ABOUT THIS EXERCISE: Restate each of the lines given below, word for word.

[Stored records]

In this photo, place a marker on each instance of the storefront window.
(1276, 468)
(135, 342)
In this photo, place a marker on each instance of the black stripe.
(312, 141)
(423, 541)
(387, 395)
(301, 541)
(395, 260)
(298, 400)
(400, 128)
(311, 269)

RESULT OF THIS EXERCISE:
In this photo, place a marker on each instance of the storefront window.
(1276, 468)
(135, 342)
In this photo, place a marker on each instance of the black stripe.
(312, 141)
(423, 541)
(387, 395)
(301, 541)
(395, 260)
(298, 400)
(400, 128)
(311, 269)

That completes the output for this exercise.